WORK INSTRUCTIONS.
Render the records below as a numbered list, leaving out any blank lines.

Entries from a pointing dataset:
┄┄┄┄┄┄

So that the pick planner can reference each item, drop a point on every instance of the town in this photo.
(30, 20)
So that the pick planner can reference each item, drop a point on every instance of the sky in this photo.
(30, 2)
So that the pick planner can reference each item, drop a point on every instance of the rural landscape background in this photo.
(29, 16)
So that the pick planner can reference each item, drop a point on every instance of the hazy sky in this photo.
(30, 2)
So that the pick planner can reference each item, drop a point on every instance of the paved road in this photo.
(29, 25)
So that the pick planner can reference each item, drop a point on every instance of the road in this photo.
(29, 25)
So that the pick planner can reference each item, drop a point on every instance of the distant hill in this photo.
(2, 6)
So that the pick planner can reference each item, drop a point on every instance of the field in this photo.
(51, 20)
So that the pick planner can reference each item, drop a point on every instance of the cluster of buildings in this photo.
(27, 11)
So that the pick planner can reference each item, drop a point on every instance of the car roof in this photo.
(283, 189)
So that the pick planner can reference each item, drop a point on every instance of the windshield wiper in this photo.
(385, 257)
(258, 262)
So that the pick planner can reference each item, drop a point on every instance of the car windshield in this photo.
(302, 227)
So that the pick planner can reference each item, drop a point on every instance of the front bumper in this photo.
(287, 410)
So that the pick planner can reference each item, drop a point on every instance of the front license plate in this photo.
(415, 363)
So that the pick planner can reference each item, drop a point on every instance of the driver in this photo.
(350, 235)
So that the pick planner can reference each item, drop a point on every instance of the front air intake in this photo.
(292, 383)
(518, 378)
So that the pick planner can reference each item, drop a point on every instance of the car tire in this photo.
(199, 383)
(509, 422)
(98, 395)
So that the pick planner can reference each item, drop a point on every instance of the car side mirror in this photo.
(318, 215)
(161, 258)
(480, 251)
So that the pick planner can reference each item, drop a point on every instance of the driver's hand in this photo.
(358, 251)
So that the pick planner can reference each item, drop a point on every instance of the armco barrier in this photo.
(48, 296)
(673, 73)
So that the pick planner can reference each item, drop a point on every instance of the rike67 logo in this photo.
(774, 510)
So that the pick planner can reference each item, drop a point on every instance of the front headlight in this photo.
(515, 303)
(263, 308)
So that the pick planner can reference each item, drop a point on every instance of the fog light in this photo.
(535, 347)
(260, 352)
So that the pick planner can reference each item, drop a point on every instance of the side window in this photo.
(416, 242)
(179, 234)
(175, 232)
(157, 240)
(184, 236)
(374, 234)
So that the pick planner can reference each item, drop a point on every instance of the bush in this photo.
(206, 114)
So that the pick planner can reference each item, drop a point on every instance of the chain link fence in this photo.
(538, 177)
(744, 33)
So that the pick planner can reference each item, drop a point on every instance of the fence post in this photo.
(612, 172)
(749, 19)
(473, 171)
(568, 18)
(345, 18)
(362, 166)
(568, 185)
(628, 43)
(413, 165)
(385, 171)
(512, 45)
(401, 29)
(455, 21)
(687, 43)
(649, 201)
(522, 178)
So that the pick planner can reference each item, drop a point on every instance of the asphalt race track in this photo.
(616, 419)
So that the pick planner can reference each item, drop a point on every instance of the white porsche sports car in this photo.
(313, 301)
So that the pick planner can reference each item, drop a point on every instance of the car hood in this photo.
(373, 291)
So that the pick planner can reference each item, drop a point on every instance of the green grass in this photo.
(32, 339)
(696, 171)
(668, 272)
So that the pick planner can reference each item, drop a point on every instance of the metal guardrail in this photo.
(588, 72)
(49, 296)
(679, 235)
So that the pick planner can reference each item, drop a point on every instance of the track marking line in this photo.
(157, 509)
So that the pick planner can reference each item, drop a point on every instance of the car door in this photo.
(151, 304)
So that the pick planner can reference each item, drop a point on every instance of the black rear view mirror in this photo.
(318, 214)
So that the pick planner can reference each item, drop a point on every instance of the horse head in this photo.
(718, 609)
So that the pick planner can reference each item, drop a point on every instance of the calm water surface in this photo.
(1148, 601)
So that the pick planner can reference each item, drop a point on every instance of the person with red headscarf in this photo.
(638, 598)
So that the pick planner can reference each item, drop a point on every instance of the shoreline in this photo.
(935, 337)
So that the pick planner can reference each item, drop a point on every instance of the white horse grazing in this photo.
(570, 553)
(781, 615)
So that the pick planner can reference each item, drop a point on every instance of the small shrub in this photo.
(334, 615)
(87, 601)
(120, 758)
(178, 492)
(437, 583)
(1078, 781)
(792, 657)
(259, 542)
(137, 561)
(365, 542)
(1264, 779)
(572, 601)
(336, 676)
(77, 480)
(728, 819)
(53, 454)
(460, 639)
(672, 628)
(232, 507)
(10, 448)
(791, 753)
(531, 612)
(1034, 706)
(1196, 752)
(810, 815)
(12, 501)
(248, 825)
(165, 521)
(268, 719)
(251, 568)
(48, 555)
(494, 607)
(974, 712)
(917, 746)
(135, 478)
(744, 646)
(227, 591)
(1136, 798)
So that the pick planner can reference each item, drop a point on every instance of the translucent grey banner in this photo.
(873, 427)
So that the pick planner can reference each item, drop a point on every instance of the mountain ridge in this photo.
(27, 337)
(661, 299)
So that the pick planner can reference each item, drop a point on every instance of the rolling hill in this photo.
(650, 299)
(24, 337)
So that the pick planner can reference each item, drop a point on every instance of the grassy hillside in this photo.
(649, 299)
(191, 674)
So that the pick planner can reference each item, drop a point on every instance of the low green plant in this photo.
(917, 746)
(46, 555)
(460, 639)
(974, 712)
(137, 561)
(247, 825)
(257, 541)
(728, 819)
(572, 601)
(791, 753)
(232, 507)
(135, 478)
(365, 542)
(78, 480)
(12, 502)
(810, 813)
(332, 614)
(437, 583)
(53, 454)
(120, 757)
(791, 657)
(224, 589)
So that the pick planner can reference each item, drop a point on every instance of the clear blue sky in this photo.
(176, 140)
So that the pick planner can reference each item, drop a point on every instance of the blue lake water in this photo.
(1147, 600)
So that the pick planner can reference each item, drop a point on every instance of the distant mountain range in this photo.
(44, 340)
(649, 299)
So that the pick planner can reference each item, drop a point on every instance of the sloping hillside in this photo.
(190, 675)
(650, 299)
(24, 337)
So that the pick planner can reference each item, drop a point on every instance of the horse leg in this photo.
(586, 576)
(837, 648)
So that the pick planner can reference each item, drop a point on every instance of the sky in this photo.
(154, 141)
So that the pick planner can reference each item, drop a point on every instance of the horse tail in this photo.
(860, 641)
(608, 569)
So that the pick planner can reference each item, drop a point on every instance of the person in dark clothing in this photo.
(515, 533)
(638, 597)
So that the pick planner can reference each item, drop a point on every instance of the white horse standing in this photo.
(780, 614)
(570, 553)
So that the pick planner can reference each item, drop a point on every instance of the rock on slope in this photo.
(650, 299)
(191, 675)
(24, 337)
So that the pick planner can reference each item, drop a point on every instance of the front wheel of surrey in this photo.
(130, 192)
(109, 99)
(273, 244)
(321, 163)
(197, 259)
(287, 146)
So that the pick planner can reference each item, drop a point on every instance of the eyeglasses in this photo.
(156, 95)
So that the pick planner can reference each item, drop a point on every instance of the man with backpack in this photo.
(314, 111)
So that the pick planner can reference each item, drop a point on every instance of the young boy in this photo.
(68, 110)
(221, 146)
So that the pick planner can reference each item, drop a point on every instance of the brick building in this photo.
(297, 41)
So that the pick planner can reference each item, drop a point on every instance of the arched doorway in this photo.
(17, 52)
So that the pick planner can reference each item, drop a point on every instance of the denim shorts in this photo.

┄┄┄┄┄┄

EXERCISE RESULT.
1. So that the pick planner can reference each item, drop a point on every instance of the town in this photo.
2. (30, 20)
3. So that the pick planner can reference each item, drop a point on every instance of the sky in this photo.
4. (30, 2)
5. So that the pick planner can reference each item, drop a point on every instance of the rural landscape background in this photo.
6. (29, 16)
7. So that the pick planner can reference each item, drop a point on every instance of the hazy sky in this photo.
8. (30, 2)
9. So that the pick planner can reference each item, drop a point on every instance of the paved road in this photo.
10. (29, 25)
11. So that the pick planner can reference each item, drop a point on every instance of the road in this photo.
12. (29, 25)
13. So that the pick planner can reference each item, drop a point on every instance of the distant hill in this photo.
14. (2, 6)
15. So that the pick planner can reference each item, drop a point on every instance of the field in this photo.
16. (51, 20)
17. So that the pick planner can reference each item, drop a point on every instance of the cluster of buildings in this photo.
18. (27, 11)
19. So that the pick planner can reference each item, drop a point on every instance of the car roof in this photo.
20. (283, 189)
21. So that the pick planner can reference each item, drop a point on every instance of the windshield wiper in this photo.
22. (385, 257)
23. (258, 262)
24. So that the pick planner can reference each item, drop a point on every instance of the car windshield in this photo.
25. (302, 227)
26. So that the pick planner can reference each item, drop a point on every instance of the front bumper in this photo.
27. (287, 410)
28. So that the pick planner can reference each item, drop a point on every instance of the front license plate in this photo.
29. (415, 363)
30. So that the pick planner can reference each item, drop a point on every instance of the driver in this photo.
31. (350, 235)
32. So that the pick planner can reference each item, drop a point on every instance of the front air intake in this photo.
33. (292, 383)
34. (518, 378)
35. So that the pick planner can reference each item, drop a point on every instance of the car tire in this photo.
36. (199, 383)
37. (509, 422)
38. (98, 395)
39. So that the pick planner can reference each item, drop a point on every instance of the car side mirror in this photo.
40. (318, 215)
41. (161, 258)
42. (480, 251)
43. So that the pick planner can reference each item, drop a point on every instance of the driver's hand in this photo.
44. (358, 251)
45. So that the pick planner can reference each item, drop a point on every instance of the armco barrier in this photo.
46. (48, 296)
47. (673, 73)
48. So that the pick planner can reference each item, drop a point on every instance of the rike67 logo in this photo.
49. (774, 510)
50. So that the pick planner can reference each item, drop a point on every instance of the front headlight in this photo.
51. (515, 303)
52. (263, 308)
53. So that the pick planner can reference each item, drop a point on every instance of the fog light in this photo.
54. (535, 347)
55. (260, 352)
56. So that the pick planner can reference each item, drop a point on every instance of the side window in this photo.
57. (416, 242)
58. (179, 234)
59. (175, 232)
60. (157, 240)
61. (184, 236)
62. (374, 234)
63. So that the pick planner can reference each item, drop a point on every instance of the bush in this photo.
64. (206, 114)
65. So that the pick planner can reference each item, drop a point on every instance of the chain link fence in this photo.
66. (538, 177)
67. (744, 33)
68. So that the pick planner can reference each item, drop a point on every instance of the fence post in this photo.
69. (612, 172)
70. (749, 19)
71. (473, 171)
72. (568, 18)
73. (345, 18)
74. (362, 166)
75. (568, 185)
76. (628, 43)
77. (413, 165)
78. (385, 171)
79. (512, 45)
80. (401, 29)
81. (455, 21)
82. (687, 43)
83. (649, 201)
84. (522, 178)
85. So that the pick planner can reference each item, drop a point on every instance of the asphalt race track in this photo.
86. (616, 419)
87. So that the pick planner can reference each item, drop a point on every instance of the white porsche sports car in this photo.
88. (313, 301)
89. So that the pick planner can reference each item, drop a point on every instance of the car hood in this photo.
90. (373, 291)
91. So that the pick planner can reference each item, drop a point on every instance of the green grass in this photo.
92. (32, 339)
93. (696, 171)
94. (668, 272)
95. So that the pick planner can reference each item, drop a point on every instance of the metal guardrail in this photo.
96. (588, 72)
97. (49, 296)
98. (679, 235)
99. So that the pick planner can reference each item, drop a point on every instance of the track marking line in this photo.
100. (157, 509)
101. So that the pick planner can reference each item, drop a point on every instance of the car door in this photo.
102. (151, 304)
103. So that the pick planner can reference each item, drop a point on every instance of the black rear view mirror in this photo.
104. (318, 214)
105. So that the pick planner can reference each item, drop a point on every instance of the horse head in this photo.
106. (718, 609)
107. So that the pick planner can reference each item, drop a point on every instance of the calm water surface in this photo.
108. (1148, 601)
109. So that the pick planner can reference each item, drop a point on every instance of the person with red headscarf in this photo.
110. (638, 598)
111. So that the pick planner can reference each item, drop a point on every instance of the shoreline in this photo.
112. (935, 337)
113. So that the pick planner can reference each item, drop a point on every instance of the white horse grazing in this photo.
114. (570, 553)
115. (781, 615)
116. So that the pick planner can reference each item, drop a point on every instance of the small shrub in this photo.
117. (334, 615)
118. (87, 601)
119. (120, 758)
120. (178, 492)
121. (437, 583)
122. (1078, 781)
123. (792, 657)
124. (259, 542)
125. (137, 561)
126. (365, 542)
127. (1264, 779)
128. (572, 601)
129. (336, 676)
130. (77, 480)
131. (728, 819)
132. (53, 454)
133. (460, 639)
134. (672, 628)
135. (232, 507)
136. (10, 448)
137. (791, 753)
138. (531, 612)
139. (1034, 706)
140. (1196, 752)
141. (810, 815)
142. (12, 501)
143. (248, 825)
144. (165, 521)
145. (268, 719)
146. (251, 568)
147. (48, 555)
148. (494, 607)
149. (974, 712)
150. (917, 746)
151. (135, 478)
152. (744, 646)
153. (227, 591)
154. (1136, 798)
155. So that the pick planner can reference each item, drop a point on every instance of the translucent grey banner in this photo.
156. (873, 427)
157. So that the pick planner can reference each item, drop a point on every instance of the mountain ridge in this photo.
158. (27, 337)
159. (661, 299)
160. So that the pick planner can reference each item, drop a point on every instance of the rolling hill in this photo.
161. (650, 299)
162. (24, 337)
163. So that the pick planner can reference each item, drop a point on every instance of the grassy hillside in this photo.
164. (649, 299)
165. (191, 674)
166. So that the pick planner can reference each item, drop a point on every instance of the low green plant in this photo.
167. (917, 746)
168. (46, 555)
169. (460, 639)
170. (974, 712)
171. (137, 561)
172. (247, 825)
173. (257, 541)
174. (728, 819)
175. (572, 601)
176. (791, 753)
177. (232, 507)
178. (135, 478)
179. (365, 542)
180. (78, 480)
181. (12, 502)
182. (810, 813)
183. (332, 614)
184. (437, 583)
185. (53, 454)
186. (120, 757)
187. (791, 657)
188. (224, 589)
189. So that the pick planner can reference each item, drop a point on every instance of the clear blue sky in this photo.
190. (176, 140)
191. So that the pick planner can reference each item, drop a point on every instance of the blue lake water in this photo.
192. (1147, 600)
193. So that the pick planner can reference each item, drop a point on every instance of the distant mountain range in this photo.
194. (44, 340)
195. (649, 299)
196. So that the pick planner can reference each item, drop a point on every instance of the sloping hillside in this photo.
197. (190, 675)
198. (650, 299)
199. (24, 337)
200. So that the pick planner can reference each item, drop a point on every instance of the horse leg in this photo.
201. (586, 576)
202. (837, 648)
203. So that the pick planner can reference each item, drop a point on every instance of the sky in this photo.
204. (154, 141)
205. So that the pick planner can reference each item, drop a point on every instance of the horse tail in this photo.
206. (860, 641)
207. (608, 569)
208. So that the pick planner can reference each item, drop a point on every instance of the person in dark clothing in this photo.
209. (515, 533)
210. (638, 597)
211. So that the pick planner can reference each item, drop a point on every instance of the white horse standing in this photo.
212. (780, 614)
213. (570, 553)
214. So that the pick planner can reference each item, drop a point on every instance of the rock on slope in this photo.
215. (650, 299)
216. (191, 675)
217. (24, 337)
218. So that the pick planner can reference each item, drop a point on every instance of the front wheel of surrey in this photo.
219. (130, 192)
220. (109, 99)
221. (273, 244)
222. (321, 163)
223. (197, 259)
224. (287, 146)
225. So that the pick planner can reference each item, drop a point on every instance of the eyeglasses in this photo.
226. (156, 95)
227. So that the pick planner can reference each item, drop a point on every instance of the man with backpack in this photo.
228. (314, 111)
229. So that the pick planner can reference each item, drop a point on every instance of the young boy in this photo.
230. (68, 110)
231. (221, 146)
232. So that the pick planner can reference each item, drop a point on every instance of the brick building in this photo.
233. (297, 41)
234. So that the pick planner can reference each item, drop a point on every instance of the arched doorway in this photo.
235. (17, 52)
236. So that the pick planner can reference each item, drop a point on every instance of the denim shorts in this photo.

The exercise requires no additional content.